• [The records]:
###

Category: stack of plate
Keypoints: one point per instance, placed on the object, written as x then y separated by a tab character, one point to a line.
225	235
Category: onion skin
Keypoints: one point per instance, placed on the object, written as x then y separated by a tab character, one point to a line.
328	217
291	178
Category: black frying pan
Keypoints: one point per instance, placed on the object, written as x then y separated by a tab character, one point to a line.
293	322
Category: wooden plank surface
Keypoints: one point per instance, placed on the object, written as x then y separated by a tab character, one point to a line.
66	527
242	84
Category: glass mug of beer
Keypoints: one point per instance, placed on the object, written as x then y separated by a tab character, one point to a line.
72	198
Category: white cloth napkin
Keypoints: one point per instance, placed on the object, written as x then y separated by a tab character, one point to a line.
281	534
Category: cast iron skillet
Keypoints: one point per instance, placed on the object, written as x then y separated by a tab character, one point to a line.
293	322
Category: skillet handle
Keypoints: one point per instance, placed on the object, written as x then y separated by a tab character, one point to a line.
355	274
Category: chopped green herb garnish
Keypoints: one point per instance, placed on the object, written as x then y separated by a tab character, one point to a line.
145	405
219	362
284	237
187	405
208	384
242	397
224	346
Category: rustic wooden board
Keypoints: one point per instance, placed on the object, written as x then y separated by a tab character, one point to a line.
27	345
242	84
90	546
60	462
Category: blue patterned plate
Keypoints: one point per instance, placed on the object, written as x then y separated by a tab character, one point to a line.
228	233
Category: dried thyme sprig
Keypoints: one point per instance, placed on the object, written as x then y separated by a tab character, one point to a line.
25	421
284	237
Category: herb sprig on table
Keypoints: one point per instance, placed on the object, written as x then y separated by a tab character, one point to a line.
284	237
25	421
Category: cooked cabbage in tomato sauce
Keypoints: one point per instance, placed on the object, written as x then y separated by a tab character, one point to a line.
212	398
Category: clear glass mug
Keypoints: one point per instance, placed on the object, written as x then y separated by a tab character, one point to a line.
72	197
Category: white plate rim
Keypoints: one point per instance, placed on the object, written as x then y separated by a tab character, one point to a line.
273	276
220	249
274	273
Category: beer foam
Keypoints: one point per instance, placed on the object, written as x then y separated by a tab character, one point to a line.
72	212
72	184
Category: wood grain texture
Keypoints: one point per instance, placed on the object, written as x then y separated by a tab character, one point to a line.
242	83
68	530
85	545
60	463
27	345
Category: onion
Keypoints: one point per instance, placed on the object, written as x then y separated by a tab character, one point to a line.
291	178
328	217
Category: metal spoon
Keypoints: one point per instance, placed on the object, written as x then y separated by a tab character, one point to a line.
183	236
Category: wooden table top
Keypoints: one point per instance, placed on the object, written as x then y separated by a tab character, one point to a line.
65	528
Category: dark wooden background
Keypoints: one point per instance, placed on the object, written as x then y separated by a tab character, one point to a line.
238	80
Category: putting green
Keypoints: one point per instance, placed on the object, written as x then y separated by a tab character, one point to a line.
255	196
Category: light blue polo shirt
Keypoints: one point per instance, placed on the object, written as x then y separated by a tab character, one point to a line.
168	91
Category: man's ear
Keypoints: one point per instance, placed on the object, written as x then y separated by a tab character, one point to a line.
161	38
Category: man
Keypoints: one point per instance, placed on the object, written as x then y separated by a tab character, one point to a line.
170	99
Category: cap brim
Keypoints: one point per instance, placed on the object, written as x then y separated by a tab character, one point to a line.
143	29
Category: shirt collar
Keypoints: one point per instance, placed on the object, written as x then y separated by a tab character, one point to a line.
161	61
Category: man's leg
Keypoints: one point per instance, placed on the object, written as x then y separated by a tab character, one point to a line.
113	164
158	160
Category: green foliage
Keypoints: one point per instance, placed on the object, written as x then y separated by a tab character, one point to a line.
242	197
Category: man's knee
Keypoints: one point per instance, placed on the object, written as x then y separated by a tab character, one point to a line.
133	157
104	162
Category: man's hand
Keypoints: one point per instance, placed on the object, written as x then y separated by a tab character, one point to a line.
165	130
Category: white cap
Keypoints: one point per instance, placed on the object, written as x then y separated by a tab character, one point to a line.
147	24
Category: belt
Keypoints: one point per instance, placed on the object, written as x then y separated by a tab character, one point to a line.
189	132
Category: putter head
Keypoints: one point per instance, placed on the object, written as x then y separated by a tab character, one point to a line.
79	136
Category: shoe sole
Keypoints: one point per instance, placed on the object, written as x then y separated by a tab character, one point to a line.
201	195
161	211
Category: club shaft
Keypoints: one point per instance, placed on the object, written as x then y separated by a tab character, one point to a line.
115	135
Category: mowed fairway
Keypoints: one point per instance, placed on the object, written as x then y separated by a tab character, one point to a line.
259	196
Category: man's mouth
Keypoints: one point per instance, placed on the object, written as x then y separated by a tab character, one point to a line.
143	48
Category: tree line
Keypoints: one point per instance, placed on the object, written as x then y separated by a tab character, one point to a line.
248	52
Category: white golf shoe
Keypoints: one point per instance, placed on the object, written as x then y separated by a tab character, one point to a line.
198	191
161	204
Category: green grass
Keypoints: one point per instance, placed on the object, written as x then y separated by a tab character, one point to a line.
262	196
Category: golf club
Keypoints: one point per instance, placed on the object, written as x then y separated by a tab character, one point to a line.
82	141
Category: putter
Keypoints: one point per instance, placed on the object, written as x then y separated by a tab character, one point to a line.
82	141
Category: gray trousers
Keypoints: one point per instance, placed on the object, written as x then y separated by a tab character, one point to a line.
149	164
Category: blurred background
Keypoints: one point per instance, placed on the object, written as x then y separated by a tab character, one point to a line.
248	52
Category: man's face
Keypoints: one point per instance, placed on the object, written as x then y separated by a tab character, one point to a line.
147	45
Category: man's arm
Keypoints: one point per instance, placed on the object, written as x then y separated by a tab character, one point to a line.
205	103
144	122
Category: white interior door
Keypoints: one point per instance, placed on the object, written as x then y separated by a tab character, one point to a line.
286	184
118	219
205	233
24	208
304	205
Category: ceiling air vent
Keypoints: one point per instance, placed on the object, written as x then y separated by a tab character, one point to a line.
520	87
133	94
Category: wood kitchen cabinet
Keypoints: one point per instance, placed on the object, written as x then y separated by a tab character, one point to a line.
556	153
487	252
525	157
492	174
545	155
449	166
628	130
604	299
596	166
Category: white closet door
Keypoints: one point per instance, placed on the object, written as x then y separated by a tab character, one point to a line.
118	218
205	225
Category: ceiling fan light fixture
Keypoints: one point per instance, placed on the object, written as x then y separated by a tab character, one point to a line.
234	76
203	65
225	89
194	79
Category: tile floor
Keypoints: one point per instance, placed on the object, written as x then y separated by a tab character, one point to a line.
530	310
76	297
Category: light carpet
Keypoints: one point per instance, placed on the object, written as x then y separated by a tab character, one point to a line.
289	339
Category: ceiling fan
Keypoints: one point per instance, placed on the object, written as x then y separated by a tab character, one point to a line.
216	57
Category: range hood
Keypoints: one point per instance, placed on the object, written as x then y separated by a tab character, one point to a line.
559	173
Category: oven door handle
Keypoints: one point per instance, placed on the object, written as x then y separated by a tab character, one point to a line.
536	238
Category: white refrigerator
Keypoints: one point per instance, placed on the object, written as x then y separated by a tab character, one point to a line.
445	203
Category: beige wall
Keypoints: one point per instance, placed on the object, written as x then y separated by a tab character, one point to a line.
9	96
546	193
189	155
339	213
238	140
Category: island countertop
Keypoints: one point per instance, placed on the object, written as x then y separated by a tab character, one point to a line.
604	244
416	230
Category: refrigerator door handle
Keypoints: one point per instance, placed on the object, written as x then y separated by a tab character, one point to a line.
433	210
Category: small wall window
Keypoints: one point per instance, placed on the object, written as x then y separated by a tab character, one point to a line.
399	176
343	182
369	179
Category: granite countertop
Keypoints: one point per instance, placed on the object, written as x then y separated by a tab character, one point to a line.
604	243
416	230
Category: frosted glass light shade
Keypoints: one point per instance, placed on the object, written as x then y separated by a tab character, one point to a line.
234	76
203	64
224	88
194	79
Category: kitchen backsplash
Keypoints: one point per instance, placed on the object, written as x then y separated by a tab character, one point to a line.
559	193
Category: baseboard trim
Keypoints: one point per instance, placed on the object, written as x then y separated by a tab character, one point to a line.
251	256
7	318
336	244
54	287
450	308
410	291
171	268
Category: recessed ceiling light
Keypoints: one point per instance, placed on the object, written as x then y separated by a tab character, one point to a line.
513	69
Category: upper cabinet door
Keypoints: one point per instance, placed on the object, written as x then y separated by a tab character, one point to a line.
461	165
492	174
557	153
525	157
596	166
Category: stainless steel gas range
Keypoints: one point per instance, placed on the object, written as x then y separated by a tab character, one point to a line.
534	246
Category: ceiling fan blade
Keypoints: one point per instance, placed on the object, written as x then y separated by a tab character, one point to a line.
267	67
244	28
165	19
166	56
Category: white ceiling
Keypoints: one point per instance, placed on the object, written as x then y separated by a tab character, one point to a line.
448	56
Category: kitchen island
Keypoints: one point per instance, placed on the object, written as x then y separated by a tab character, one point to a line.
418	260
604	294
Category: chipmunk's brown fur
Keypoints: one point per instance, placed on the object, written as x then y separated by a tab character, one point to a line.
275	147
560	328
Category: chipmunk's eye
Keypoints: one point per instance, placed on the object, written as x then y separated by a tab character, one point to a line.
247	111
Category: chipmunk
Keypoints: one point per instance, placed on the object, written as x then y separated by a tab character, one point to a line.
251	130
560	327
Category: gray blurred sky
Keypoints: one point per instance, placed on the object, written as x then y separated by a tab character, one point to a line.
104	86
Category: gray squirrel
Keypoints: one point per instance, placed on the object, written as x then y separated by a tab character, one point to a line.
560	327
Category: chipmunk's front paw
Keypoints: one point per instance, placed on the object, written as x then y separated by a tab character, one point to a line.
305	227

###

• [Job]:
Reproduce the lines of the entries above exactly, but only from the line containing "Category: kitchen island" through the final line.

• [Task solution]:
Category: kitchen island
Keypoints: one point per instance, placed on the object, written as x then y separated by a tab character, one point to a line.
418	260
604	294
Category: chipmunk's brown fur
Keypoints: one point per instance, placed on the object, written as x then y separated by a tab character, one point to a line.
275	147
560	328
Category: chipmunk's eye
Keypoints: one point per instance, placed on the object, written as x then y separated by a tab character, one point to a line.
247	111
Category: chipmunk
Keypoints: one point per instance, placed on the object, written as x then y separated by a tab character, one point to a line.
251	130
560	327
Category: gray blurred sky
Keypoints: one point per instance, placed on the object, written as x then y separated by a tab character, one point to a line.
104	86
Category: gray squirrel
Keypoints: one point per instance, placed on the object, written as x then y separated by a tab character, one point to a line.
560	327
Category: chipmunk's front paw
Keypoints: one point per instance, placed on the object, written as x then y separated by a tab character, one point to a line.
305	227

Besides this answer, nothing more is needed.